Input:
===============

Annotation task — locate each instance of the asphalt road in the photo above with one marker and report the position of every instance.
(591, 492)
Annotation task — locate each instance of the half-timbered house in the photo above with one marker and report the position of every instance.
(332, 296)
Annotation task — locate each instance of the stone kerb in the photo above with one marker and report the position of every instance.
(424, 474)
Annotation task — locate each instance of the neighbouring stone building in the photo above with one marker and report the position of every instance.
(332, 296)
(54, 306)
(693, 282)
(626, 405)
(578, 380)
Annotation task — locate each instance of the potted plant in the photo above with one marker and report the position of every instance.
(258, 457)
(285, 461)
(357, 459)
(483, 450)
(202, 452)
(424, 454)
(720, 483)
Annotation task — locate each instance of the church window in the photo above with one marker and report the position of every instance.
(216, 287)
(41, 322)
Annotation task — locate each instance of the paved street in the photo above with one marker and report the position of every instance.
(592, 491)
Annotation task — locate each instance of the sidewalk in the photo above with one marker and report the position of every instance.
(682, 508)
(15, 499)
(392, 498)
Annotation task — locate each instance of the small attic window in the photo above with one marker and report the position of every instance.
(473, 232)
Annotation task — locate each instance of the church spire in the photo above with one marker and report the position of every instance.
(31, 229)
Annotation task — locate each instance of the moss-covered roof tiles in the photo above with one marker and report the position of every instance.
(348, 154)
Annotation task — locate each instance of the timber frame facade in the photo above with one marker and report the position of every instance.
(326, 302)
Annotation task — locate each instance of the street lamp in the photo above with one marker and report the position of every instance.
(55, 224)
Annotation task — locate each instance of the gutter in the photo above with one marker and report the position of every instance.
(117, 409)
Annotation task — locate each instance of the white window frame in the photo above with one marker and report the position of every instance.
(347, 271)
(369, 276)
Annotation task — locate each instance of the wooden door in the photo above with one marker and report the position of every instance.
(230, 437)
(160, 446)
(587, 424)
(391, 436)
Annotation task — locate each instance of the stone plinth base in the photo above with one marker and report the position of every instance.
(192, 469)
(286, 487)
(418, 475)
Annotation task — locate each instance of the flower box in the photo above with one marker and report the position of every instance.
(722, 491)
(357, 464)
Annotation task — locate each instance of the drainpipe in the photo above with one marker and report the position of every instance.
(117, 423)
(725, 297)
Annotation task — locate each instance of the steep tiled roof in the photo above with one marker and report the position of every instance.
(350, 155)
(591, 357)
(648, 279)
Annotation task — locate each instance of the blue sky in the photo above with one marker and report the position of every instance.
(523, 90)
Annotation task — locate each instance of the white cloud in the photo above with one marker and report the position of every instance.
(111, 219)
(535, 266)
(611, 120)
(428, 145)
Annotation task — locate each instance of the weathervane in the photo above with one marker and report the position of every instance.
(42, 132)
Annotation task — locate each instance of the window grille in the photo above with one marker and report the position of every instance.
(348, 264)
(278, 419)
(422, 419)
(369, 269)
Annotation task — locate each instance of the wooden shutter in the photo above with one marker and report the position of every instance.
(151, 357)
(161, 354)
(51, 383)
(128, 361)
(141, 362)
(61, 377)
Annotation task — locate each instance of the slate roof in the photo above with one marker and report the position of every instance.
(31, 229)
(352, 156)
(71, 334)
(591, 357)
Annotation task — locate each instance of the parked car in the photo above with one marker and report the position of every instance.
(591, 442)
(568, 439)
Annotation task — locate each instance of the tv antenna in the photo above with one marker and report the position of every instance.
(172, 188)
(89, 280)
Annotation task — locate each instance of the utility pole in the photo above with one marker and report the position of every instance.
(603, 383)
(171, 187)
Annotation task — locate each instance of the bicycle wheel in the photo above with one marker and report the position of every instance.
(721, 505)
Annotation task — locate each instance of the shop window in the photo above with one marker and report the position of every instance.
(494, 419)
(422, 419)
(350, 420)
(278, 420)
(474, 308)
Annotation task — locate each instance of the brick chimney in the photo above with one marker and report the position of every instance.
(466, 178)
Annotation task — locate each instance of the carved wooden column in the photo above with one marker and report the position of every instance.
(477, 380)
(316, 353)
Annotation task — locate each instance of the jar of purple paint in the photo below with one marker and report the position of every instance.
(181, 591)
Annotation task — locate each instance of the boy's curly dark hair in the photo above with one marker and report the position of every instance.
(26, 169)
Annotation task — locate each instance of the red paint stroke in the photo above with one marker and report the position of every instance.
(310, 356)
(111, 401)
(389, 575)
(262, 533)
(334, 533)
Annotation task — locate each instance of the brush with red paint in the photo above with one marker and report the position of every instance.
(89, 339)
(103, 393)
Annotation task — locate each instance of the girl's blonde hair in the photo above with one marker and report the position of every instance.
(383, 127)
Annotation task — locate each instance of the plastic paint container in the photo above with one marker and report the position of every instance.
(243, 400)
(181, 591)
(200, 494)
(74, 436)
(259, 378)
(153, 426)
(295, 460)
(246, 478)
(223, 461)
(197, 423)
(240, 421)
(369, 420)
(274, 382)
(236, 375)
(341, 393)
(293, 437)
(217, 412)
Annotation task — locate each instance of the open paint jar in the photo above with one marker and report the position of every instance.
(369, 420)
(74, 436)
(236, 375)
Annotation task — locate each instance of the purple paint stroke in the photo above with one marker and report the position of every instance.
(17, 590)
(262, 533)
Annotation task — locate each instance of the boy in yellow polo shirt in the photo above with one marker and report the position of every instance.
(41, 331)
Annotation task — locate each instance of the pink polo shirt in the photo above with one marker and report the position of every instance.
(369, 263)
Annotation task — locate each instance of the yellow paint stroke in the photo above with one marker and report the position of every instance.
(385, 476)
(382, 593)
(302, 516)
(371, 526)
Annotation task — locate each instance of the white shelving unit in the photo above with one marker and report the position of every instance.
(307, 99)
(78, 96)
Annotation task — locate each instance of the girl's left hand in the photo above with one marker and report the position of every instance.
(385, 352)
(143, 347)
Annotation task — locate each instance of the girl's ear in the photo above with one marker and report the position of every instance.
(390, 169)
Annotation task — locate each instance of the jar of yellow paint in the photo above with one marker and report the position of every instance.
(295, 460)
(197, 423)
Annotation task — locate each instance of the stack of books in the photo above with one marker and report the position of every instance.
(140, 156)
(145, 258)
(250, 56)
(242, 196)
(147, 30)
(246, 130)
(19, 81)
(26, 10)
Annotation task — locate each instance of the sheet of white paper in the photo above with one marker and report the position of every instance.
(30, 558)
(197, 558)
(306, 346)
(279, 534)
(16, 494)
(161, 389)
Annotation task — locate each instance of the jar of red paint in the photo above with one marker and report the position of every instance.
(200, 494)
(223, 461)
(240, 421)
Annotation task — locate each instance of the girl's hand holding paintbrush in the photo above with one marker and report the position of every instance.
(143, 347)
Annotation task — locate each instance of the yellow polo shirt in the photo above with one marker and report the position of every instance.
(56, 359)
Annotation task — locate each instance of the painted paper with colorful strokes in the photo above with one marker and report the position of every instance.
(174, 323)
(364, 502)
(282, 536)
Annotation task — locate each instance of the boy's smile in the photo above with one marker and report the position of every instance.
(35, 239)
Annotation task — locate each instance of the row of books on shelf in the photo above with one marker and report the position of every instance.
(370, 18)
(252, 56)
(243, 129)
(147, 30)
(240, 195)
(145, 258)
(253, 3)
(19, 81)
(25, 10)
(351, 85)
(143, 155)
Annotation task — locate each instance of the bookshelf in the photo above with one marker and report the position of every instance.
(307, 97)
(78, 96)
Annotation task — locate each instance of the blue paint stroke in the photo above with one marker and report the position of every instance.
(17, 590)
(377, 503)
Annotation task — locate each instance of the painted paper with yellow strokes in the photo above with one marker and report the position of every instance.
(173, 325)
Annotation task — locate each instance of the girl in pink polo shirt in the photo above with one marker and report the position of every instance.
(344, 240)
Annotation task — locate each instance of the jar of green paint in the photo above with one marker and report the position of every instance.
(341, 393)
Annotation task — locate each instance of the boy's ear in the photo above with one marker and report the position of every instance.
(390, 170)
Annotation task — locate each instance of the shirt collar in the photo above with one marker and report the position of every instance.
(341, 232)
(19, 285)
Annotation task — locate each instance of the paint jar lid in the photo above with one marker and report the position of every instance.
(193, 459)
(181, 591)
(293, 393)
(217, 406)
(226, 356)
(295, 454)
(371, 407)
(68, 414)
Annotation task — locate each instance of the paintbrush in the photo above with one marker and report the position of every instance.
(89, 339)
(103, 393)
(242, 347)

===============

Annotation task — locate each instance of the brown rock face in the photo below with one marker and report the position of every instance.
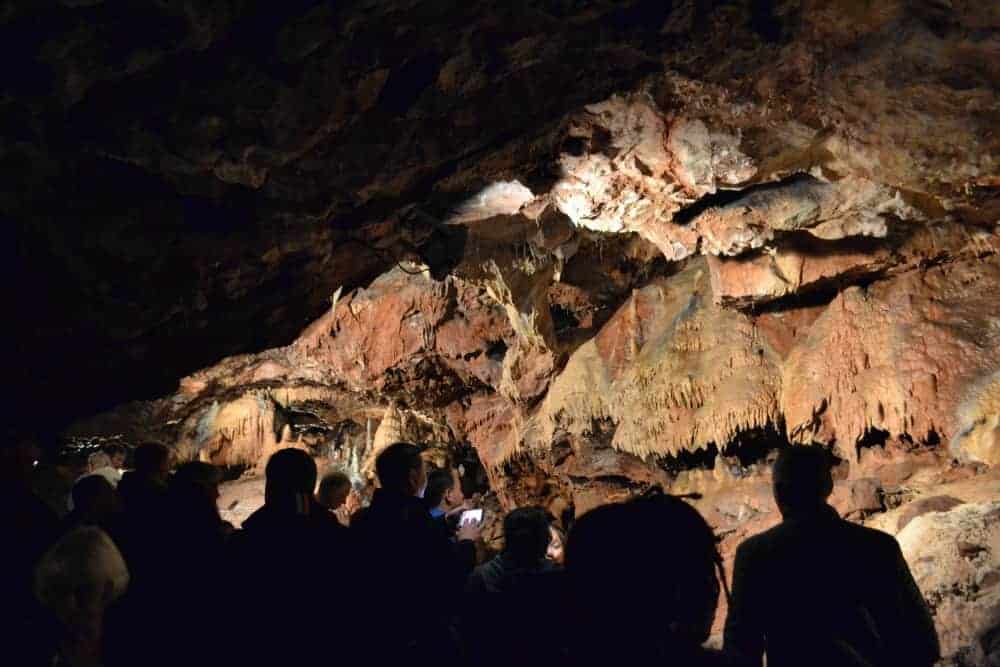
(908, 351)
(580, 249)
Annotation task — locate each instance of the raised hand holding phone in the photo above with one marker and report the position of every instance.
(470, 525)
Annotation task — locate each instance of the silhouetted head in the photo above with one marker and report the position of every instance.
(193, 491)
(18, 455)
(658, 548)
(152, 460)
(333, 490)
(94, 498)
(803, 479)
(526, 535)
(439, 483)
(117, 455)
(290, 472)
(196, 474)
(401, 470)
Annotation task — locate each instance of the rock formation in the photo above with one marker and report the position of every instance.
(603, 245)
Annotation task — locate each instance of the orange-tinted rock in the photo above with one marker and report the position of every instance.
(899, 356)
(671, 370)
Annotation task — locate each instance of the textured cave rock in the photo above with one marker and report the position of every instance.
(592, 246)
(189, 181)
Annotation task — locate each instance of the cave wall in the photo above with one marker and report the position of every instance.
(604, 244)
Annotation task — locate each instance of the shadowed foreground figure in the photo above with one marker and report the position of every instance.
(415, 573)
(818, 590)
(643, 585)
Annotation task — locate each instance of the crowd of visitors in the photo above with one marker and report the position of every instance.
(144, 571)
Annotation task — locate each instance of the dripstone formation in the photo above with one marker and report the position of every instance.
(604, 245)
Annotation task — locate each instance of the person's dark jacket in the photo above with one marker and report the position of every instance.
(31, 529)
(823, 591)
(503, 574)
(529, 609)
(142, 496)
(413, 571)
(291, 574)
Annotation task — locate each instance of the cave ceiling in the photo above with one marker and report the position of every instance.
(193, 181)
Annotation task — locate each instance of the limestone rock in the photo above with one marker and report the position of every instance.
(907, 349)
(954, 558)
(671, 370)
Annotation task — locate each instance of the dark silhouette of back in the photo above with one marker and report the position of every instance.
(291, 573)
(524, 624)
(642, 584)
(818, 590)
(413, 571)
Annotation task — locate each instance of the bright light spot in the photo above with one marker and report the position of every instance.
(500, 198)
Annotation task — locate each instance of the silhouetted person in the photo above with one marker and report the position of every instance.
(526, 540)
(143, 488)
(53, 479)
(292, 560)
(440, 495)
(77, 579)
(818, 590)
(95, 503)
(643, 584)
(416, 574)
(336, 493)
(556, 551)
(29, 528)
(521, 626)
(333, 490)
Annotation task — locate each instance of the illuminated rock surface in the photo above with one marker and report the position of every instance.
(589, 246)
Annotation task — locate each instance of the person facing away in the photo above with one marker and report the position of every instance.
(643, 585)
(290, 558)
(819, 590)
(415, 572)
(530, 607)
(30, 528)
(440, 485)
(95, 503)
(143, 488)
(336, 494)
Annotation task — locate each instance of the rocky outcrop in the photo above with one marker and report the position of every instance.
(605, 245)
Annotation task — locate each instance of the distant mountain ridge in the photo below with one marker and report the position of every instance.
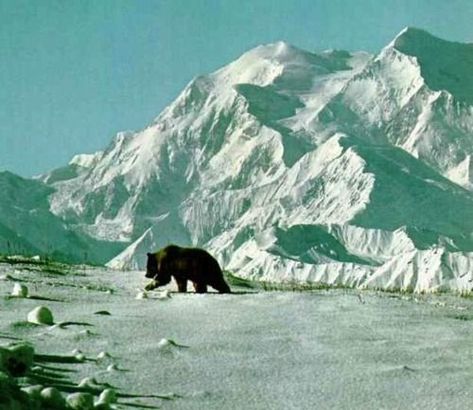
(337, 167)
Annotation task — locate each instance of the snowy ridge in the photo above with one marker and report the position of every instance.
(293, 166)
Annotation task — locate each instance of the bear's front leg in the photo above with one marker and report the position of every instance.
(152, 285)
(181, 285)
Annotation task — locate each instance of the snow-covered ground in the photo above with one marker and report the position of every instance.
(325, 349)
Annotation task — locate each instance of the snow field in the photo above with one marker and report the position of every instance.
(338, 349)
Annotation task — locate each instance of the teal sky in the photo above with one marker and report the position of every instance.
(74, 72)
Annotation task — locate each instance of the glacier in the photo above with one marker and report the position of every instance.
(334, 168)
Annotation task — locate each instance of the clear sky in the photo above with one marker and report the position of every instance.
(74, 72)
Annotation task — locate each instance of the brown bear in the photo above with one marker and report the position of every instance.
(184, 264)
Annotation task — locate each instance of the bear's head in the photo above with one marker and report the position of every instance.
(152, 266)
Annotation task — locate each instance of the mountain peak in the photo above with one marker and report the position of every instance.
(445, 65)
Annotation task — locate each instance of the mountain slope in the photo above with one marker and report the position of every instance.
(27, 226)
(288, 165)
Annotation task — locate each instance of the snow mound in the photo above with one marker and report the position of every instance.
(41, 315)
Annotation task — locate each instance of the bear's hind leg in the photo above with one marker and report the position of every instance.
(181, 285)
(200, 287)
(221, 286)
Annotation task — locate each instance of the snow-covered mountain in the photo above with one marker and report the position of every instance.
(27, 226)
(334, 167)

===============

Goal: Return every line of the entries above that contains the string "hair". The match is case-sensitive.

Task output:
Annotation task — locate each instance of the boy's curly dark hair in the photo above with one marker and report the position of every instance.
Annotation task — locate each instance of the girl's blonde hair in the photo above with one marker and report the position of every instance.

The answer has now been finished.